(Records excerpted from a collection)
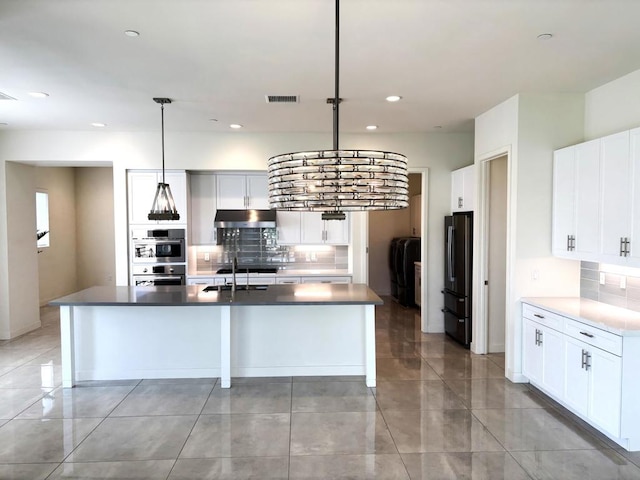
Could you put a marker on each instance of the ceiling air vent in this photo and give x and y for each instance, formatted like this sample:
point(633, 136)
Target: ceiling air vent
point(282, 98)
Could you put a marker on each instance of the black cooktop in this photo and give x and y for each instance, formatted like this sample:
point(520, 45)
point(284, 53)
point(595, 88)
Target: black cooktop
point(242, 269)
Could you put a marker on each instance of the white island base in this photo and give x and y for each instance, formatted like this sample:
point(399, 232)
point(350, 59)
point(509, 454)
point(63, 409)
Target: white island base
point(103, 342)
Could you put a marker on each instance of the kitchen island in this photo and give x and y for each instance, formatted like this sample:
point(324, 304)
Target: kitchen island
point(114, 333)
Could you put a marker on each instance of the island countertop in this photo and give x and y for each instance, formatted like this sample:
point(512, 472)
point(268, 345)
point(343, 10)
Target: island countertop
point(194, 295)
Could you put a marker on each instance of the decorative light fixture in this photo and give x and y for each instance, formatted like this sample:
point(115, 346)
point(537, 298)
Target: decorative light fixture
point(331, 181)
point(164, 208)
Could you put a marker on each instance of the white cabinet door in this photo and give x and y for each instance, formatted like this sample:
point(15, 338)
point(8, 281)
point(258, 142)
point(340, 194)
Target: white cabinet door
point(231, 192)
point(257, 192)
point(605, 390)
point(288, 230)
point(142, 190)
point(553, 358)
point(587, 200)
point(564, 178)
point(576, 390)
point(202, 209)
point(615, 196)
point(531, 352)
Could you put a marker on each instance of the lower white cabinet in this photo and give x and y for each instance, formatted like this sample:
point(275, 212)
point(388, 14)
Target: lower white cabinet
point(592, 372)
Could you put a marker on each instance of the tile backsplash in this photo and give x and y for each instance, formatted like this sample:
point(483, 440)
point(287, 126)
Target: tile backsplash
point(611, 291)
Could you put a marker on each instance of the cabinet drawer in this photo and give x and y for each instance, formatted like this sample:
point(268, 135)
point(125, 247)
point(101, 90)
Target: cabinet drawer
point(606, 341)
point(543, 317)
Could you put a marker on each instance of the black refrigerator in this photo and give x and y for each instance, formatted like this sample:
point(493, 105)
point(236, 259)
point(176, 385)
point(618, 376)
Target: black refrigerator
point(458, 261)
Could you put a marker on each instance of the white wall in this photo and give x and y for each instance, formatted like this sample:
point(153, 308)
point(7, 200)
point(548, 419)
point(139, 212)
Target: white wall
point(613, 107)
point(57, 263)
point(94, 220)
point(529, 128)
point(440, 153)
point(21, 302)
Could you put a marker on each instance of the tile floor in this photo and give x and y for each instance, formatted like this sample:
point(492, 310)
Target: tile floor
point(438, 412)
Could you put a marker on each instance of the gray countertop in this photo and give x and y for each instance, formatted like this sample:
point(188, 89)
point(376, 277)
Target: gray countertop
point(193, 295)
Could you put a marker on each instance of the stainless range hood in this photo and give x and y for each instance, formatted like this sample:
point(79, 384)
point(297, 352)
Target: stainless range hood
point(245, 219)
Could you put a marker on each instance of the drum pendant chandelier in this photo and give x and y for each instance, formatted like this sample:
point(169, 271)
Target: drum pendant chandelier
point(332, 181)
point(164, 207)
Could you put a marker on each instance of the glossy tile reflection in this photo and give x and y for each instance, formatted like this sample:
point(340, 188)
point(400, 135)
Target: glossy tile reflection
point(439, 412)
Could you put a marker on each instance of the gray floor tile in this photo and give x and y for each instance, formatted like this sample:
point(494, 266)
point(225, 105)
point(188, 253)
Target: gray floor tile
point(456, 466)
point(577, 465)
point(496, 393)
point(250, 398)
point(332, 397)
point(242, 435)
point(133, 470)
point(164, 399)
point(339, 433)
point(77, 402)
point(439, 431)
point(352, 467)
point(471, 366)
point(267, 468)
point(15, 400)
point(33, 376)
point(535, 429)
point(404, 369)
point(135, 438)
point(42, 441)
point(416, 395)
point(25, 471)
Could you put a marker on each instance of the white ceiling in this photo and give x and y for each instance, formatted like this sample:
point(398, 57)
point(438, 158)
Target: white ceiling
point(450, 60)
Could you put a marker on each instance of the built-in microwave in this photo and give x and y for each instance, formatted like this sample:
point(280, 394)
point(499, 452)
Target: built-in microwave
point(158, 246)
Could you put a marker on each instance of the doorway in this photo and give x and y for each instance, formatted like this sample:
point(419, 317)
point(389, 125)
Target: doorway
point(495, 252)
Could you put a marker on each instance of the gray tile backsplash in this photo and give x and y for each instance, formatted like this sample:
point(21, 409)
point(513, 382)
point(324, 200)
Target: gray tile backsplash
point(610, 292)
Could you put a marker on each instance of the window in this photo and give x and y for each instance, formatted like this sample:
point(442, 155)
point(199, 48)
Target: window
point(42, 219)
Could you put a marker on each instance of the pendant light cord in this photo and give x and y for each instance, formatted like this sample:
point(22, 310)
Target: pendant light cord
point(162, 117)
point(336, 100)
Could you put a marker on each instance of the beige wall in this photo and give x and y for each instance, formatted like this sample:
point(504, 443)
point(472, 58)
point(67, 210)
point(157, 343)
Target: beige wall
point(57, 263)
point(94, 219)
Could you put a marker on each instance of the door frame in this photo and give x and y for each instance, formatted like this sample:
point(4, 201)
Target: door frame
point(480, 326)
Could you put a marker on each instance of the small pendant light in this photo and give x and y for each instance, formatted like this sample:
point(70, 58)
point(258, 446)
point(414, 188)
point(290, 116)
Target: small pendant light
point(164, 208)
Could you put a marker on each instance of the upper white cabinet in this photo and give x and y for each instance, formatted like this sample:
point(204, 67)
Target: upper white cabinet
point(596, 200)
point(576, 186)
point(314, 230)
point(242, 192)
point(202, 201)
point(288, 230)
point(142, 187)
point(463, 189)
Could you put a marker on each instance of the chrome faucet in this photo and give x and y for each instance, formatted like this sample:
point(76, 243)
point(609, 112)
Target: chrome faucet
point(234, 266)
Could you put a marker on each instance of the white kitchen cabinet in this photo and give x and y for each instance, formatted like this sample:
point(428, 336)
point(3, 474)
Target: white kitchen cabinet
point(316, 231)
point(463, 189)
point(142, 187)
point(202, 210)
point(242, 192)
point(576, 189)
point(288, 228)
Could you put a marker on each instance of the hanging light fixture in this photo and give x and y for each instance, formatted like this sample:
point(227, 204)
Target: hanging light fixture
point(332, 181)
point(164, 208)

...

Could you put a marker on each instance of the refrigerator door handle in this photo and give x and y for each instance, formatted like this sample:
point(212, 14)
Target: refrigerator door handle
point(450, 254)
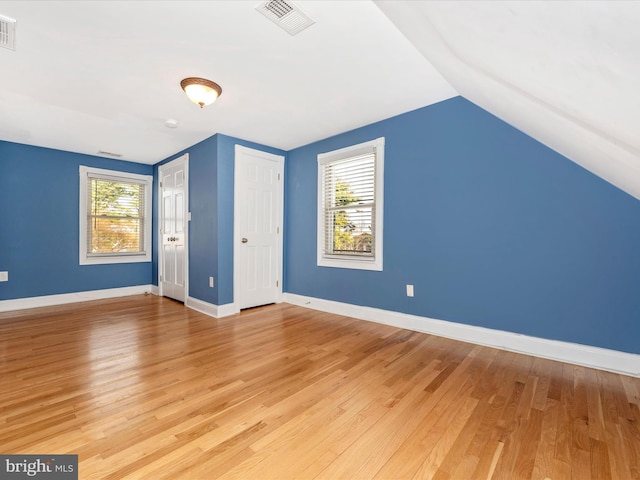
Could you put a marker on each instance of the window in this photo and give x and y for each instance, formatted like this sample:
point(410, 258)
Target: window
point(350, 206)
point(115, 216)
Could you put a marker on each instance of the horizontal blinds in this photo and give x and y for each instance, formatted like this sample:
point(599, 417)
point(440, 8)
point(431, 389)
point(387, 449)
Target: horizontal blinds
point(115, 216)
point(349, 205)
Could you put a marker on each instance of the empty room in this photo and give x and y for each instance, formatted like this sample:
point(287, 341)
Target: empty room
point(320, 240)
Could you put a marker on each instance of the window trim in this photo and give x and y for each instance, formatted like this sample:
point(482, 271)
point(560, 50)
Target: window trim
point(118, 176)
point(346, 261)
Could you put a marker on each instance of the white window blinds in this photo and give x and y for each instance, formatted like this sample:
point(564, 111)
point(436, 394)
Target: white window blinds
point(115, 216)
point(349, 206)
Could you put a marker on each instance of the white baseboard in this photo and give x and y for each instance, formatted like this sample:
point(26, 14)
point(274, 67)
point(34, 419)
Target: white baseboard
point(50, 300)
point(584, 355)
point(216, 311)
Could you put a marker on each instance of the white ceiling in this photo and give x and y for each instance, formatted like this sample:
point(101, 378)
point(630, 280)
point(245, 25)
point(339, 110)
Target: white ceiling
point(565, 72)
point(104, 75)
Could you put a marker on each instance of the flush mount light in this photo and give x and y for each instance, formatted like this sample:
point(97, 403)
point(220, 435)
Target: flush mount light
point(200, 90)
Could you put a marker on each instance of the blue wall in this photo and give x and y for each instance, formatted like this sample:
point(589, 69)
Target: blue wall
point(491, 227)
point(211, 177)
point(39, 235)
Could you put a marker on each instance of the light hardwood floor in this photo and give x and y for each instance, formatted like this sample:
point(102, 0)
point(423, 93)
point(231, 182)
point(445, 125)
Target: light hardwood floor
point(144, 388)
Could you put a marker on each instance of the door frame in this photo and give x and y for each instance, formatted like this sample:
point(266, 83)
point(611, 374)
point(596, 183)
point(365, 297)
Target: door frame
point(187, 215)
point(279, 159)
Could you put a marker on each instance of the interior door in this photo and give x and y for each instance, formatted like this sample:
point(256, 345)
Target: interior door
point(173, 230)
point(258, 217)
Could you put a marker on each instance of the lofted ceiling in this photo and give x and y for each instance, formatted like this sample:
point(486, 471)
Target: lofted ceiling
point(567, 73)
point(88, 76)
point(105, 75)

Task instructions> Could you transcribe the entries above word for word, from the line with "point(176, 385)" down to the line with "point(376, 277)", keeping both?

Written solution>
point(176, 385)
point(618, 376)
Target: black refrigerator
point(458, 261)
Could you put a marker on each instance of the white wall in this photo and give x and y for each instance, formatted like this sample:
point(153, 308)
point(7, 200)
point(548, 419)
point(139, 212)
Target: white wall
point(613, 107)
point(57, 263)
point(94, 220)
point(529, 128)
point(440, 153)
point(21, 302)
Could you put a marker on each instance of the tile floor in this photo and give x and y for each instance, formatted like this sample:
point(492, 310)
Target: tile floor
point(438, 412)
Could you put a marker on each instance of the gray countertop in this photo and give x and y for each instance, formatted like this sample:
point(188, 89)
point(376, 277)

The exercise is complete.